DO THIS
Your output must consist solely of the lines from the one containing "the garage =>" through the end of the records, reproduced exactly.

Start of DATA SUPPLIED

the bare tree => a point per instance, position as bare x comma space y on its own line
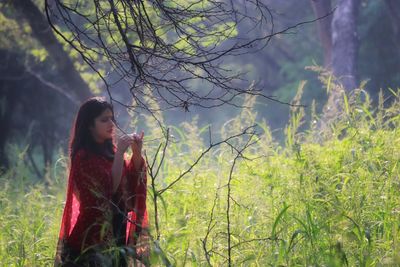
345, 43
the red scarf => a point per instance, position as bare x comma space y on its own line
87, 216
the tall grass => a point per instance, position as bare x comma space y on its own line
334, 202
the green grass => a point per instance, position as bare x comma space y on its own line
334, 202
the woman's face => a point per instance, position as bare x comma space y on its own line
103, 128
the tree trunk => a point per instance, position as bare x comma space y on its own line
394, 11
322, 8
42, 32
345, 43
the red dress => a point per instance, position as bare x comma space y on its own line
88, 213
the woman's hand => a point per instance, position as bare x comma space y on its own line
124, 141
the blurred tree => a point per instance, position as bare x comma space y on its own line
322, 8
168, 45
345, 43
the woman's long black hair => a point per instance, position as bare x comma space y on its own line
81, 136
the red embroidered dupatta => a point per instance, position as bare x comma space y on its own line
87, 216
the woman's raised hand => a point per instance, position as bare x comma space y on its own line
124, 141
136, 146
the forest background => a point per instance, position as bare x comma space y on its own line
344, 182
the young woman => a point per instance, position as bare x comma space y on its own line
105, 212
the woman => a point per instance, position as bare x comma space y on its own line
105, 212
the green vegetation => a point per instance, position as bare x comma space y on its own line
334, 202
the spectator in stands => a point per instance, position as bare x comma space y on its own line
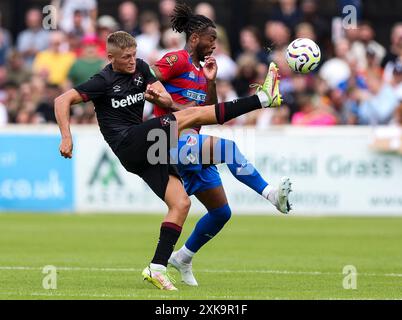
227, 68
88, 64
305, 30
207, 10
398, 115
364, 45
128, 18
148, 40
87, 8
337, 69
77, 32
247, 74
288, 13
395, 51
278, 35
53, 64
320, 25
251, 43
17, 72
166, 8
313, 114
34, 38
377, 104
5, 44
106, 25
171, 41
397, 79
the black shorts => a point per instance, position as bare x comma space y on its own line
133, 154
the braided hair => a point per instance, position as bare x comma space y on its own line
183, 20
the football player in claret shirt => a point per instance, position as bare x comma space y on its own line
190, 83
119, 92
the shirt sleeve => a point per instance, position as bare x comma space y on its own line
94, 88
171, 66
149, 74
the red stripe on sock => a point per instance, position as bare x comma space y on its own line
172, 225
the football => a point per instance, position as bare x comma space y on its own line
303, 55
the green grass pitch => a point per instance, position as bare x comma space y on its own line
254, 257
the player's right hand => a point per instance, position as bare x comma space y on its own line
66, 147
177, 106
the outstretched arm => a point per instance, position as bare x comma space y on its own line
156, 93
62, 106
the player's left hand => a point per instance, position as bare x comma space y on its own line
210, 68
151, 94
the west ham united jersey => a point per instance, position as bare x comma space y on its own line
118, 99
184, 81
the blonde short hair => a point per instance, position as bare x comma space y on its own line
121, 40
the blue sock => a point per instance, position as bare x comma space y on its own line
238, 165
207, 227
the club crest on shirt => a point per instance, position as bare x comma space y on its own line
172, 59
165, 121
191, 141
191, 75
138, 81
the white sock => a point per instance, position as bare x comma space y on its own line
264, 99
185, 255
157, 267
269, 193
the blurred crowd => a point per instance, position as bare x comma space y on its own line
359, 81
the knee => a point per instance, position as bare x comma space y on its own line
223, 213
182, 204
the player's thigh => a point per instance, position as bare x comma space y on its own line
207, 149
213, 198
176, 196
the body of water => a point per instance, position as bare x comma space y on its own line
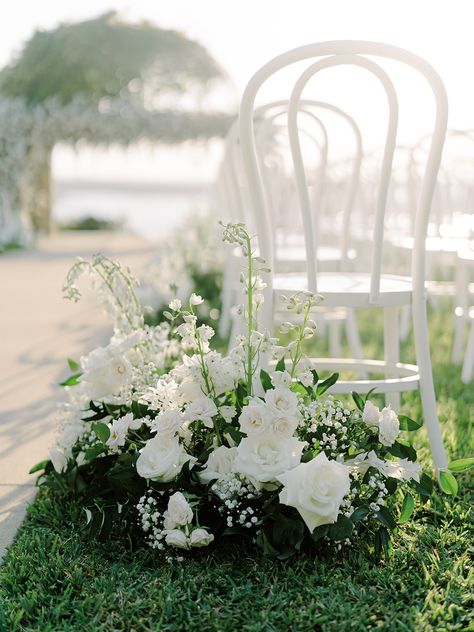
151, 210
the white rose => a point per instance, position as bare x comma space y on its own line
281, 401
106, 372
202, 409
200, 537
59, 458
316, 489
195, 299
389, 427
254, 418
179, 510
176, 538
168, 423
228, 413
162, 458
371, 414
284, 426
220, 462
265, 458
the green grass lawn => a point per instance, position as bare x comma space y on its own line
56, 578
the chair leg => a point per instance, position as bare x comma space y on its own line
391, 344
468, 364
353, 339
428, 397
335, 339
405, 319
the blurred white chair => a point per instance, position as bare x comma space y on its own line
370, 289
287, 234
464, 314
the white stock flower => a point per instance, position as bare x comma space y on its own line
254, 418
179, 510
219, 463
228, 413
281, 379
264, 458
59, 458
118, 432
162, 458
371, 414
202, 409
195, 299
389, 426
316, 489
201, 537
176, 538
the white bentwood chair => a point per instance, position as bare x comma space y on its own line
347, 289
280, 198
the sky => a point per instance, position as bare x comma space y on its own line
244, 34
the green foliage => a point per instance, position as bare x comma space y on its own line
106, 57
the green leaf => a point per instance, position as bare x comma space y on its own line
266, 381
461, 464
327, 383
280, 365
448, 483
341, 529
359, 514
102, 431
39, 467
409, 424
359, 402
73, 365
386, 518
408, 506
72, 380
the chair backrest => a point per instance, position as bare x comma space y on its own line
270, 113
331, 54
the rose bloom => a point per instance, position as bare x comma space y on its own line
255, 418
371, 414
389, 427
106, 372
176, 538
220, 462
179, 511
263, 458
200, 537
316, 489
162, 458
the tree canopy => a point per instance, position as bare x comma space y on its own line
106, 57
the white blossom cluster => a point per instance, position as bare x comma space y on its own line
173, 526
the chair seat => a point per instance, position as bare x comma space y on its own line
348, 289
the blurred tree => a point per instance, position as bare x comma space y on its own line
106, 57
106, 70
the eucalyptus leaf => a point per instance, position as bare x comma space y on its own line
448, 483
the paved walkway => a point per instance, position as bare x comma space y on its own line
38, 331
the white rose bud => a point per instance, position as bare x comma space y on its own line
195, 299
200, 537
179, 510
177, 538
371, 414
389, 427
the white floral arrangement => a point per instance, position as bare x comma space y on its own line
180, 446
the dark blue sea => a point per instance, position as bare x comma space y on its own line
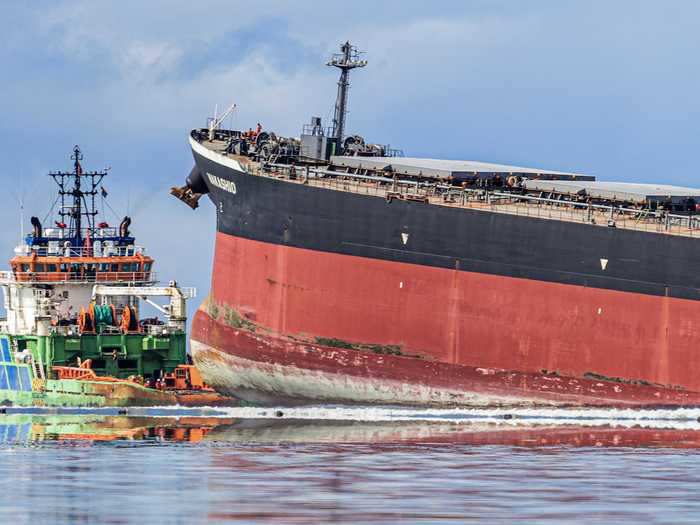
350, 466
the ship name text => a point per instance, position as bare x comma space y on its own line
226, 185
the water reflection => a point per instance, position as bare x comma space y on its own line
33, 428
98, 468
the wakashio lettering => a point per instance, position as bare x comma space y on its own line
226, 185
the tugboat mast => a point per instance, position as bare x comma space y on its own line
80, 206
348, 59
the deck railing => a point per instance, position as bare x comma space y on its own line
70, 251
8, 277
659, 221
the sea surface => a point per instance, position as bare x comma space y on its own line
354, 466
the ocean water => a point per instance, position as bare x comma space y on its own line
354, 466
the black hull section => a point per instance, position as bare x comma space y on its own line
297, 215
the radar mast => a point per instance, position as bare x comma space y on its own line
347, 59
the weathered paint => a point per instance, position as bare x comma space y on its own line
453, 317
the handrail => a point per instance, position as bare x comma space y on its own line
659, 221
9, 277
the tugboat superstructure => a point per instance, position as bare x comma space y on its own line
73, 332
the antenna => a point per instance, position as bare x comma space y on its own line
21, 216
217, 121
81, 201
347, 59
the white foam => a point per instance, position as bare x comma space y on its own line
682, 418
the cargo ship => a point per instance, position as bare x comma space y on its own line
346, 272
72, 333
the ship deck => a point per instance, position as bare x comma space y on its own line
439, 193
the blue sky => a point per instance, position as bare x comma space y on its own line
606, 88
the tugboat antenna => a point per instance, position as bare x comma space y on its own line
347, 59
78, 197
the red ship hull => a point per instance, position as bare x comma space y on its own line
286, 324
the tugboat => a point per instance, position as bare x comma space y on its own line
72, 335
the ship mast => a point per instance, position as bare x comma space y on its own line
83, 200
348, 59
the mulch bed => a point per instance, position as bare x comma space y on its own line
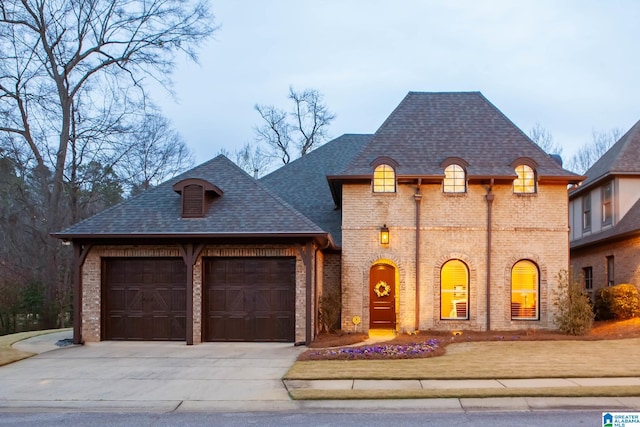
344, 346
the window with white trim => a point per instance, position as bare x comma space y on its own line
455, 180
524, 290
454, 290
384, 179
525, 183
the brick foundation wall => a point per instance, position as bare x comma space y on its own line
533, 227
92, 271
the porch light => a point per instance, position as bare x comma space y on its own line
384, 235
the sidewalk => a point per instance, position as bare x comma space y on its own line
242, 377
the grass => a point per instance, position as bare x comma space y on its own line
485, 360
9, 354
489, 360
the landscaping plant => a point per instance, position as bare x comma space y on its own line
574, 313
617, 302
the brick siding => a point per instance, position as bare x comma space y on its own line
533, 227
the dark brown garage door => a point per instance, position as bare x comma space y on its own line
249, 299
144, 299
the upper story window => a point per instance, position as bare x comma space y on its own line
607, 203
586, 212
384, 179
525, 183
455, 180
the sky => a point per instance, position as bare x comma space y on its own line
570, 66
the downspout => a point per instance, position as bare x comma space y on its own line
190, 253
306, 253
80, 253
417, 197
315, 288
489, 198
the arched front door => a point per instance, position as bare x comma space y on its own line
382, 297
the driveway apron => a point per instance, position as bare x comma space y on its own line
144, 374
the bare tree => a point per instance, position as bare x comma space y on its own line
312, 118
71, 75
252, 159
590, 152
157, 153
276, 132
544, 139
298, 132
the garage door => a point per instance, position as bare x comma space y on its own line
144, 299
249, 299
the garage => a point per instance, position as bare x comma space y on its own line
249, 299
144, 299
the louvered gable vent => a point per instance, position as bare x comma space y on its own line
193, 201
197, 195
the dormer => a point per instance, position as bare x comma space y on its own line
197, 195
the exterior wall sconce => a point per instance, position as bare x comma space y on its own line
384, 235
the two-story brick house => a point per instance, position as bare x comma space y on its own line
448, 217
605, 217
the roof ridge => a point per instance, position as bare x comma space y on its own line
282, 201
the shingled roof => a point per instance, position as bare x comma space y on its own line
427, 128
246, 209
303, 182
623, 158
629, 225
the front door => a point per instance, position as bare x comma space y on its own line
382, 297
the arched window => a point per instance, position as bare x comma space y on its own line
526, 181
454, 290
454, 179
384, 179
524, 290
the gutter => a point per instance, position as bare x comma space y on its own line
418, 198
489, 198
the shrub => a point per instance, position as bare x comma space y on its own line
617, 302
574, 313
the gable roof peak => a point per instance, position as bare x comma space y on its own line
623, 157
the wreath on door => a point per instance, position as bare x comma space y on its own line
382, 289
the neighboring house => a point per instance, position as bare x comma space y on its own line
605, 217
448, 217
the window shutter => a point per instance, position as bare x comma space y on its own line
193, 201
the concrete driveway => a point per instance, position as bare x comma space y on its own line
146, 376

End of DATA SUPPLIED

FINAL RESULT
the garage => a point per instance, position as bare x comma space y on its own line
249, 299
144, 299
the louvered gable vent => a point per instance, position as bare x comma space y on its own line
193, 201
197, 195
the dormer => a point per instance, position as bare x comma space y on its own line
197, 195
the exterior wall sconce => a point per instance, position as bare x comma space y on its own line
384, 235
the two-story brick house => a point per instance, position as bare x comma space y on its own line
448, 217
605, 217
the roof ridge => a point per instance, position as bare x comma space y on its own line
282, 201
the shingled roof => a point per instance, position as bare x comma space y on its own line
427, 128
246, 209
303, 182
623, 158
629, 225
the front door => a point per instance, position as bare x comma space y on its own line
382, 297
the arched window => a point per instance, position as bare x comma space y on its own line
526, 181
454, 290
454, 179
384, 179
524, 290
the gutter => a point per instance, position as bare x comma space y on its own line
418, 198
489, 198
the shrub => a point per instance, position as bare x comma space y on its own line
617, 302
574, 313
the gable roof peak => a point per instance, position as bare x comma space y on its own line
623, 157
the wreath on door => a point per instance, position as bare x comma space y on its own line
382, 289
the neighboring house => a point per instance, position as bare x comma space y on its own line
605, 217
448, 217
the window shutter => a point per instance, position as bare x comma space y on its own line
193, 201
the concrete driveway => a point per instance, position as bare x comma space y on its own line
146, 376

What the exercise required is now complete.